[Extracted records]
--- START ---

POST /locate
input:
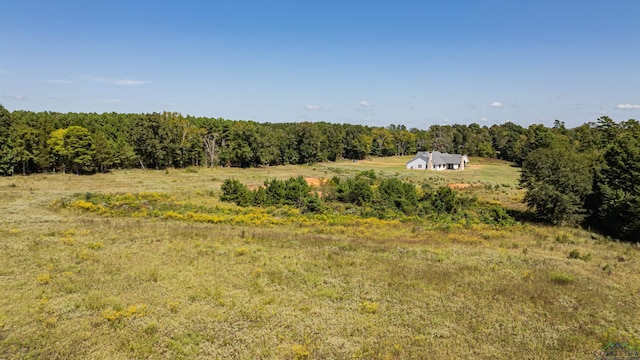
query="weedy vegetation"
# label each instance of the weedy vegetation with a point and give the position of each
(152, 264)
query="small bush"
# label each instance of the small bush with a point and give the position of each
(561, 278)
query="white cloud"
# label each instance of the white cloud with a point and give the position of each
(14, 97)
(58, 81)
(628, 106)
(118, 82)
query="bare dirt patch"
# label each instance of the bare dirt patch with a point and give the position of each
(315, 182)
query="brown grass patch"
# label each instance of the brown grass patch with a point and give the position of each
(315, 182)
(459, 186)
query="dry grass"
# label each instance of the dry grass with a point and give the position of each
(77, 285)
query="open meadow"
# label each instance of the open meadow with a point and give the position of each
(79, 282)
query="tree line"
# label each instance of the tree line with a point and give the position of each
(368, 196)
(587, 175)
(84, 143)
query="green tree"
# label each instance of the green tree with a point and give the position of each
(617, 189)
(25, 150)
(58, 150)
(6, 148)
(79, 149)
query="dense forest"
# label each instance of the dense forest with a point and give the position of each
(586, 175)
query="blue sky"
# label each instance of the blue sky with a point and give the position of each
(416, 63)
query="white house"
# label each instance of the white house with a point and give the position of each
(436, 160)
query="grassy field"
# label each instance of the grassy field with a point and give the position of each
(77, 284)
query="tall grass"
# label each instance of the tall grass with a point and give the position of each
(78, 284)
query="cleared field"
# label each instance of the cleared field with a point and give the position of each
(80, 285)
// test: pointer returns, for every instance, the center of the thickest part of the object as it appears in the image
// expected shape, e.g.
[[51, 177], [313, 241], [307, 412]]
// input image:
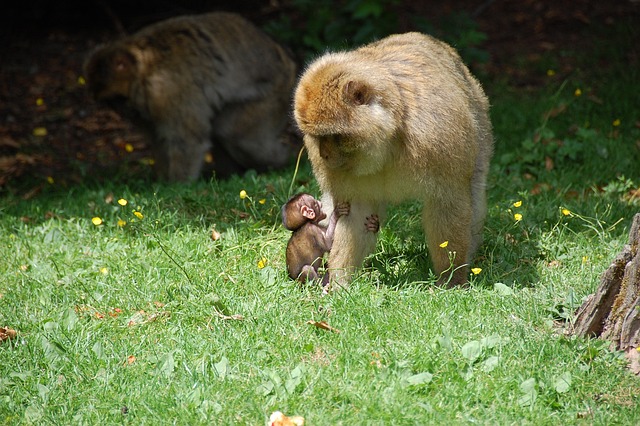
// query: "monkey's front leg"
[[352, 243]]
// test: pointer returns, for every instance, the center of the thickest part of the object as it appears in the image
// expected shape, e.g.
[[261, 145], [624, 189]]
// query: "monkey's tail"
[[295, 172]]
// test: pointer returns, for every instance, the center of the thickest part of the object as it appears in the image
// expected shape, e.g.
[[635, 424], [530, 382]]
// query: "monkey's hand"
[[342, 209], [373, 223]]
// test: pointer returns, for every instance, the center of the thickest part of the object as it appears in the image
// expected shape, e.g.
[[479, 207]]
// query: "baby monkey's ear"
[[357, 93]]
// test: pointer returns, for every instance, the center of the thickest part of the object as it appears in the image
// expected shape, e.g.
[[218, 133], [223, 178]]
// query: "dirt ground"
[[51, 132]]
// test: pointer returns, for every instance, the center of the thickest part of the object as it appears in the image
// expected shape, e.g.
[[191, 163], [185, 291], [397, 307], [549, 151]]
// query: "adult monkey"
[[398, 119], [197, 83]]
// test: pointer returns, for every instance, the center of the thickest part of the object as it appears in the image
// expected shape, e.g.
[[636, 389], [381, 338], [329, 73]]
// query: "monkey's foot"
[[372, 223]]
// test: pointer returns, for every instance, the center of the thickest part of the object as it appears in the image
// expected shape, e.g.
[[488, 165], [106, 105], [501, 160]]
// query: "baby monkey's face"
[[311, 209]]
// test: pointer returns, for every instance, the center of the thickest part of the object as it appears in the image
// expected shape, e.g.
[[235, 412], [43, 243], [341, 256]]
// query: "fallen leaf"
[[7, 333], [235, 317], [584, 414], [633, 356], [279, 419], [323, 325], [241, 215]]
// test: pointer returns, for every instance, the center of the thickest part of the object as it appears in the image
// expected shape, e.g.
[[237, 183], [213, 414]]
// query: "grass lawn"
[[127, 311]]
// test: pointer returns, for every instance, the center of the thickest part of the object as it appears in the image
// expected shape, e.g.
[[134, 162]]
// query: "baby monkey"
[[310, 241]]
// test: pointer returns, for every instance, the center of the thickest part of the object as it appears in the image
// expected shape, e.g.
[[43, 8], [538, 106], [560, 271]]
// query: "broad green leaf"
[[490, 364], [491, 341], [222, 367], [503, 289], [562, 383], [166, 364], [294, 380], [529, 393], [472, 350], [98, 350], [70, 319], [419, 379]]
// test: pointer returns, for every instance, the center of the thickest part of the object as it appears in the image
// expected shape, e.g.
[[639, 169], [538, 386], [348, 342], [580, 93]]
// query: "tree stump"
[[613, 311]]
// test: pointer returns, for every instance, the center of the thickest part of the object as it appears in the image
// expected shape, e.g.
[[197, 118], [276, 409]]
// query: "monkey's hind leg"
[[308, 274], [352, 243], [447, 223]]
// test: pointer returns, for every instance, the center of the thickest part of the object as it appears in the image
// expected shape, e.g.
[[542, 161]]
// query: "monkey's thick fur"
[[398, 119], [195, 80]]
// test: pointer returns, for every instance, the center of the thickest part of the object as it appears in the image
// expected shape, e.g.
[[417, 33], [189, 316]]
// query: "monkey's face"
[[345, 117], [311, 209]]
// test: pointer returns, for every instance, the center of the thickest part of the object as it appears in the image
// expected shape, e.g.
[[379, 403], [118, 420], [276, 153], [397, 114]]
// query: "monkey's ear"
[[357, 93], [123, 61], [308, 212]]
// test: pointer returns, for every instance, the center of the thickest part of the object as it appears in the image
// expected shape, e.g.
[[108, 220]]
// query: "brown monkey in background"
[[398, 119], [310, 241], [199, 82]]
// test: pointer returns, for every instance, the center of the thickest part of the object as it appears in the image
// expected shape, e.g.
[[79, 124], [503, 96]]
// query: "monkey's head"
[[110, 72], [300, 209], [347, 114]]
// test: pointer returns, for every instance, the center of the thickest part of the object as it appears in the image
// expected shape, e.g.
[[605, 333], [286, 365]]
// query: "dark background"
[[43, 45]]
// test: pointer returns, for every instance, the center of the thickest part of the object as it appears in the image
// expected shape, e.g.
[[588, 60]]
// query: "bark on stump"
[[613, 311]]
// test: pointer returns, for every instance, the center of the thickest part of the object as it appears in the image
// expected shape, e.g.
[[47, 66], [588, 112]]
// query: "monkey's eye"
[[335, 139]]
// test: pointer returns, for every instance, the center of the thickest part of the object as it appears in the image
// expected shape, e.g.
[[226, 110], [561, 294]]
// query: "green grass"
[[137, 324]]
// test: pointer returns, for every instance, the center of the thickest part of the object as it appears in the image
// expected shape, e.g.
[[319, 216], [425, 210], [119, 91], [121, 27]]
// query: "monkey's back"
[[220, 52], [427, 109]]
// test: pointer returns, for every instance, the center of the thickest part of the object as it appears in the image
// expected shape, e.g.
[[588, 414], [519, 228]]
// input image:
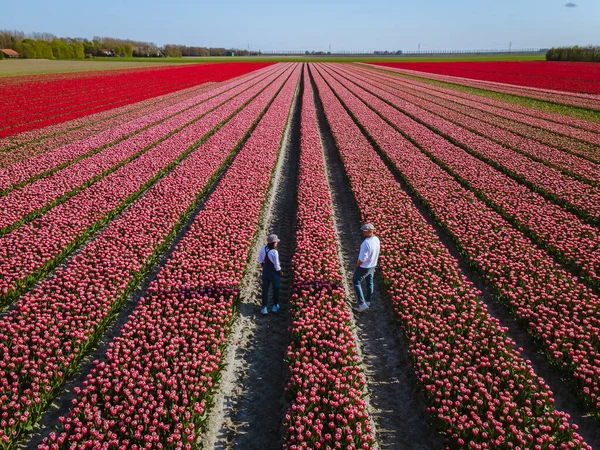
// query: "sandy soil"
[[397, 405], [248, 409]]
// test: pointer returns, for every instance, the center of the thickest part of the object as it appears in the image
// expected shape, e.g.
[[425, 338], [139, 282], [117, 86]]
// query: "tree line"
[[589, 54], [49, 46]]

--- END ---

> _What you have to do_
Your job is to repeat every entry exactly, keeping all pictures out of the copy.

> _Result of the exercise_
POST /locate
input:
query="weedy vegetation"
# label each instance of the weedy vegetation with a point and give the position of each
(152, 264)
query="small bush"
# label each instance of the small bush with a point and give the position of each
(561, 278)
query="white cloud"
# label each instance of the white cloud with a point and give the position of each
(14, 97)
(58, 81)
(628, 106)
(118, 82)
query="bare dirt patch"
# label each instance of the bare dirt patch with a point and give the position of each
(315, 182)
query="brown grass patch"
# label each instance of the brown grass patch with a point and give the position of each
(315, 182)
(459, 186)
query="dry grass"
# label each instance of the dry grass with a point and give the position of each
(77, 285)
query="open meadow"
# label each instance of the open meadow with a point and give the position of each
(79, 282)
query="tree line"
# label each instance of the tree line with a point and give the position of each
(368, 196)
(587, 175)
(84, 143)
query="green tree"
# label each instance of the green tree with a point and give the position of each
(617, 189)
(25, 150)
(58, 150)
(6, 148)
(79, 149)
query="dense forest"
# label each instance of the dense forest with a point and give the position of each
(586, 175)
query="blue sky"
# label each instance of the blue sky with a point and give the position of each
(416, 63)
query="white house"
# label each instance of the white house with a point and give the position of each
(436, 160)
query="grassy field"
# label each instance of the grassy field with a point and give the position of each
(77, 284)
query="tall grass"
# label each instance of the tall grass with a point and give the position of each
(78, 284)
query="cleared field"
# label each instance of the cleared field with a point and give the position of each
(80, 285)
// test: pointer returns, for every instance, the center of the thickest part of the object as it appears in the image
// expected shape, e.g.
[[51, 177], [313, 241], [307, 412]]
// input image:
// query: "monkey's front leg"
[[352, 243]]
// test: pointer returns, for every instance, the center of the thickest part of the object as it appears in the image
// expected shape, e.g.
[[261, 145], [624, 189]]
// query: "monkey's tail"
[[295, 172]]
// test: pointer returns, for every instance, the center of the thickest part of the object as it appears in the image
// expected shape, e.g.
[[635, 424], [530, 382]]
// query: "monkey's hand"
[[342, 209], [373, 223]]
// test: pointer returns, for every instance, the center of the thickest part of the object as it appears in the image
// expected shape, e.g.
[[479, 207]]
// query: "baby monkey's ear"
[[357, 93]]
// test: pointer returns, for every instance, the center of the thickest part of the object as it appears in the image
// expected shape, e.g.
[[218, 133], [223, 178]]
// query: "dirt ground"
[[51, 132]]
// test: pointer returns, for every instance, the center of the thickest part of the object as it appears in the image
// expected shape, e.g.
[[191, 163], [185, 291], [397, 307], [549, 151]]
// query: "adult monkey"
[[398, 119], [197, 83]]
// test: pointer returns, for every instance, the center of the thickest part of the object as it appears in the image
// expected shape, e.g.
[[636, 389], [381, 338], [329, 73]]
// query: "monkey's foot"
[[372, 223]]
// test: pointer returns, for every instance, the center of the thickest part of the object as it appears in the image
// expected shape, e.g.
[[488, 165], [106, 105], [501, 160]]
// query: "baby monkey's face"
[[311, 209]]
// test: pointer returns, for every instance, the center of the thickest part of the object as it appears in the image
// expected shape, e.g.
[[235, 412], [43, 243], [341, 256]]
// query: "fallen leaf"
[[7, 333], [235, 317], [584, 414], [633, 356], [279, 419], [323, 325], [241, 215]]
// test: pointer returns, for every instance, the center of the thickest part of the object as it appears in the image
// expected shape, e.g.
[[237, 183], [213, 414]]
// query: "grass lawn"
[[127, 311]]
// test: pointer returns, for every instance, the center of the thickest part of the object as it appears in the image
// expected shape, e.g.
[[134, 162]]
// query: "baby monkey"
[[310, 241]]
// test: pointer returns, for every instance, the center of the thickest part of the object as it appears in the image
// expected shape, e.g.
[[43, 8], [538, 106], [560, 271]]
// query: "broad green leaf"
[[490, 364], [491, 341], [222, 367], [503, 289], [562, 383], [166, 364], [294, 380], [529, 393], [472, 350], [98, 350], [70, 319], [419, 379]]
// test: pointer returns, for every instance, the center of the thickest part of the object as it appears in the image
// expected shape, e.g.
[[639, 169], [538, 386], [348, 342], [580, 93]]
// query: "tree stump"
[[613, 311]]
// test: pointer returns, for every instance, the center of the thickest part of the object as it appears in the image
// expected shape, e.g.
[[197, 118], [276, 409]]
// query: "monkey's hind leg"
[[308, 274], [352, 243], [447, 223]]
// test: pointer returns, for every instance, the center of the thickest part of the object as it appears in the image
// expected shape, e.g.
[[542, 161]]
// query: "monkey's thick fur"
[[398, 119], [195, 80]]
// test: pointer returns, for every instance, the center of the thickest part of the object as it appears in the image
// expected shape, e.g.
[[417, 33], [189, 316]]
// query: "monkey's face"
[[345, 117], [311, 209]]
// test: pointer returns, for every instance, the center of the thickest part of the object as it appears in the image
// expected shape, e.g.
[[379, 403], [118, 420], [276, 153], [397, 114]]
// query: "monkey's ear"
[[357, 93], [123, 61], [308, 212]]
// test: pointer returns, for every instance, the center of the thickest part of the object as it appears in the image
// expected shape, e.g.
[[108, 220]]
// query: "brown monkey in background"
[[398, 119], [310, 241], [199, 82]]
// test: pointer returns, for every instance, the center of the thickest part of the object as it appears in the image
// expected shape, e.g.
[[79, 124], [503, 96]]
// query: "monkey's head"
[[110, 72], [300, 209], [347, 114]]
// test: pointer returns, for every instance, the center of the thickest part of the object as it appears in the image
// expected shape, e.g.
[[605, 333], [286, 365]]
// query: "dark background"
[[43, 45]]
// test: pointer returns, for every instance, the center of the thickest part of the object as it appears in the image
// expected shape, e.g.
[[588, 60]]
// query: "bark on stump"
[[613, 311]]
// test: pointer returns, for every instance, the center of the thickest part of the object as it appears in the image
// expected shape, e.g.
[[47, 66], [588, 112]]
// query: "monkey's eye"
[[335, 139]]
// test: pointer returns, for every instance, the center of the thickest part of the object as it appears in the image
// expected shape, e.g.
[[226, 110], [561, 294]]
// query: "green grass"
[[137, 324]]
// test: pointer returns, for every instance, the center of the thickest part of the object as it appears in the image
// expected shape, e.g.
[[319, 216], [425, 210], [119, 91], [121, 27]]
// query: "monkey's back"
[[220, 52], [427, 109]]
// test: pointer returns, for every instance, the center of the thickest part of the object as it appears in the image
// expected shape, e.g.
[[588, 414], [519, 228]]
// input image:
// query: "sandy soil"
[[397, 405], [248, 409]]
// test: pointer returns, for every instance, the center of the thickest part of the object as it appears in the image
// expected shape, e.g.
[[425, 338], [139, 282], [117, 86]]
// query: "tree line"
[[589, 54], [49, 46]]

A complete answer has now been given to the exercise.